> What is asked
Rescale the part of the records that opens with the line containing "the gray hair?" and closes with the line containing "[0,107,59,118]", both ends included. Repeat every line in that part, requests included, but multiply each coordinate in the answers by 2 and round it to a whole number, with halves rounded up.

> Records provided
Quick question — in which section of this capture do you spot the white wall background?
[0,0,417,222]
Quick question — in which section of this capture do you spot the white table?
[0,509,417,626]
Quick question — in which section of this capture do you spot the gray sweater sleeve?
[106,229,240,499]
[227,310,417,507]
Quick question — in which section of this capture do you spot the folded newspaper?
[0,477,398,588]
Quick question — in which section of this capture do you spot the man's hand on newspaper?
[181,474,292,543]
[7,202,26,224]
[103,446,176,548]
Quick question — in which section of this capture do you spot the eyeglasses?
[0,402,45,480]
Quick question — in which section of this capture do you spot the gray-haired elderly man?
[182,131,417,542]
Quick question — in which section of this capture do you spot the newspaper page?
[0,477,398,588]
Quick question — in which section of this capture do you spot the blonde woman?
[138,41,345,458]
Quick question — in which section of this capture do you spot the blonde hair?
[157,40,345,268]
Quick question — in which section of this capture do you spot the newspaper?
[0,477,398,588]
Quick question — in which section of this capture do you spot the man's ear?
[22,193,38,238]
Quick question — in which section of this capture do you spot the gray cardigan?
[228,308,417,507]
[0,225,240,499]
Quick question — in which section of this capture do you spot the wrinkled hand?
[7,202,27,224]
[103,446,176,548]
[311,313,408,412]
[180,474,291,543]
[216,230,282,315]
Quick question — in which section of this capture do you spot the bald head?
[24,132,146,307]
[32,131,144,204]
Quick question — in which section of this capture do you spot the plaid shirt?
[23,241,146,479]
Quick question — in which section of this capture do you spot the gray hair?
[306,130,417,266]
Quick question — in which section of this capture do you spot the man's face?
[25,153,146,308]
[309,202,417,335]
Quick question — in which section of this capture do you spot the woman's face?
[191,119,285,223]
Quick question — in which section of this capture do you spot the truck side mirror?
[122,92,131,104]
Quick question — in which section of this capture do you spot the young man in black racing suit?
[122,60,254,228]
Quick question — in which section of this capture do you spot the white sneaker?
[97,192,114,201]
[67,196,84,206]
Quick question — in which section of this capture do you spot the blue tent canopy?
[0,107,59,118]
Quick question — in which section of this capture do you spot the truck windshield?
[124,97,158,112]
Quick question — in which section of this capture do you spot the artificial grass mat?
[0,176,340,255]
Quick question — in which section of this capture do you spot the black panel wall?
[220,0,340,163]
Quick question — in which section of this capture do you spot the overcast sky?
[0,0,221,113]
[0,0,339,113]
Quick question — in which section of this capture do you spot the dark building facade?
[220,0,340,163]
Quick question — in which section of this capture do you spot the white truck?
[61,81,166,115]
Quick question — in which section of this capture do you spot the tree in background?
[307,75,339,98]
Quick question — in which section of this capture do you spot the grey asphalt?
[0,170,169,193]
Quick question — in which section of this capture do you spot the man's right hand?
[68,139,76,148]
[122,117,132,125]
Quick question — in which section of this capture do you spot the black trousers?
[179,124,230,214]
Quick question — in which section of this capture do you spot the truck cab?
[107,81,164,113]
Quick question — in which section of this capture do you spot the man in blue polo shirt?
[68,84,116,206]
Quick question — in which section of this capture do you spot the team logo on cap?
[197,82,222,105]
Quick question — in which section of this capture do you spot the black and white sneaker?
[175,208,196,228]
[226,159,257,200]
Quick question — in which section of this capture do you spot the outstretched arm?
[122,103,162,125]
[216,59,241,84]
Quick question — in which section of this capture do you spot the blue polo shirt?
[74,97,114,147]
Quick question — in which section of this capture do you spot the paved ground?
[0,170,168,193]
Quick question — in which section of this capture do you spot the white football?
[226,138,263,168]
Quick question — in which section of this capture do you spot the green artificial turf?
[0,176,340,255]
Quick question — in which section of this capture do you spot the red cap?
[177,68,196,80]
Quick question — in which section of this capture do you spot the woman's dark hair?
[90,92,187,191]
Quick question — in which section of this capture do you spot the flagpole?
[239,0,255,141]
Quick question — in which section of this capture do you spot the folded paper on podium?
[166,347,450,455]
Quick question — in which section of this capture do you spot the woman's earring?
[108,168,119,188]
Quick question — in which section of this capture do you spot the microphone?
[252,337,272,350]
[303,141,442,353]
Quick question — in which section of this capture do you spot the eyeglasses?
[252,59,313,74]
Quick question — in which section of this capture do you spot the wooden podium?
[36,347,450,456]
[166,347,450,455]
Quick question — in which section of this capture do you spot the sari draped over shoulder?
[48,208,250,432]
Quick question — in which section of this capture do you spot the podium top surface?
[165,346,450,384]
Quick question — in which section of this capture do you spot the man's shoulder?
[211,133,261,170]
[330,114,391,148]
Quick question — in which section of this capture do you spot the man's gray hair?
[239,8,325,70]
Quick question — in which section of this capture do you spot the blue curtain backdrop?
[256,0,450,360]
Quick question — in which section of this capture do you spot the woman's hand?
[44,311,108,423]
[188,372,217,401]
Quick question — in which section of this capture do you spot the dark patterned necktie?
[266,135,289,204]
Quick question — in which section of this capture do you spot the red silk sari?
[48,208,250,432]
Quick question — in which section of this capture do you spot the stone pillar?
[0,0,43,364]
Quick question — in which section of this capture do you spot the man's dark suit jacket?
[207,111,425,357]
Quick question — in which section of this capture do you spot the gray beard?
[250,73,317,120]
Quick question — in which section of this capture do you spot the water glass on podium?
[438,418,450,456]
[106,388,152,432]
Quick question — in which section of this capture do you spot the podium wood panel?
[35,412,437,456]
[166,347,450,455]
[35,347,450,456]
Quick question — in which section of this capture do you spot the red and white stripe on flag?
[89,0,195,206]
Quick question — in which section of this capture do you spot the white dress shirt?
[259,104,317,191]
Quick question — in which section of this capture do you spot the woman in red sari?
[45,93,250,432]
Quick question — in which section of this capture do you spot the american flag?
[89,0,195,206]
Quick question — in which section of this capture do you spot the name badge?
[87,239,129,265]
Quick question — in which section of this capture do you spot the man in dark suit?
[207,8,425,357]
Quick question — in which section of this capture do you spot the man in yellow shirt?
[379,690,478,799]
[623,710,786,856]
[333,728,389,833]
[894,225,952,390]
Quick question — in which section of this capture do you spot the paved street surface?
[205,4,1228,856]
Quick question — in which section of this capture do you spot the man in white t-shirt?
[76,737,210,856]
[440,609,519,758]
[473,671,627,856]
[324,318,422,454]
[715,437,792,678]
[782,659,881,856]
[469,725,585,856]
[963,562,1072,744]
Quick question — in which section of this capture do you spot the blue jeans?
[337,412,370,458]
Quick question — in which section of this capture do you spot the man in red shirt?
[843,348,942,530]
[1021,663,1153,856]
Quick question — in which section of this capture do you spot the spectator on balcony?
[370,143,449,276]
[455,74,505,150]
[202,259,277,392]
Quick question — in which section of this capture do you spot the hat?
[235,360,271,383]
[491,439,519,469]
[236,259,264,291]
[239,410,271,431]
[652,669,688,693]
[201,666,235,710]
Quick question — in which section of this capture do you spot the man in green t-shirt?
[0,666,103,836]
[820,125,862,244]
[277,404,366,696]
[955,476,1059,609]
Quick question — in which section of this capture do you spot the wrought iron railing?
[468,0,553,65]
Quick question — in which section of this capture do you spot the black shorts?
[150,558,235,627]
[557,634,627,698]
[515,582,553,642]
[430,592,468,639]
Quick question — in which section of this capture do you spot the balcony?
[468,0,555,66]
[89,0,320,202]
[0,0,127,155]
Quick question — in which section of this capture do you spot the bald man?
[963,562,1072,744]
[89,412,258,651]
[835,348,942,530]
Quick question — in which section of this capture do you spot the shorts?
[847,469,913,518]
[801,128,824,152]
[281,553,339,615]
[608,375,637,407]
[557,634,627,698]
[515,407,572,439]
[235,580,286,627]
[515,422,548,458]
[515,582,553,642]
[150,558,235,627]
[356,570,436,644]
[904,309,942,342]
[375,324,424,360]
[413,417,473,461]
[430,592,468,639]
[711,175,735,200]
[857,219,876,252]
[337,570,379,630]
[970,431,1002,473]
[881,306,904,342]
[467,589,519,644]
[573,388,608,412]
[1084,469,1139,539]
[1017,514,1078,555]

> Task response
Quick question — in which section of this capture do you spot the gray hair?
[612,260,834,532]
Quick question — in which section of this capture do you spot the man's face?
[50,306,292,616]
[618,404,834,670]
Quick question — in which section of this capture do you spot the woman's face?
[382,238,570,446]
Quick question — in which section of this capture do you spot the truck side mirror?
[244,184,262,208]
Quick question — in which section of this capture do you spot the young man in black racing suit?
[244,120,508,456]
Quick question — in which section of this capture do you spot the white sneaker?
[194,384,228,402]
[134,392,168,412]
Quick question — in which section of this capture do you spot the blue tent canopy?
[0,214,118,236]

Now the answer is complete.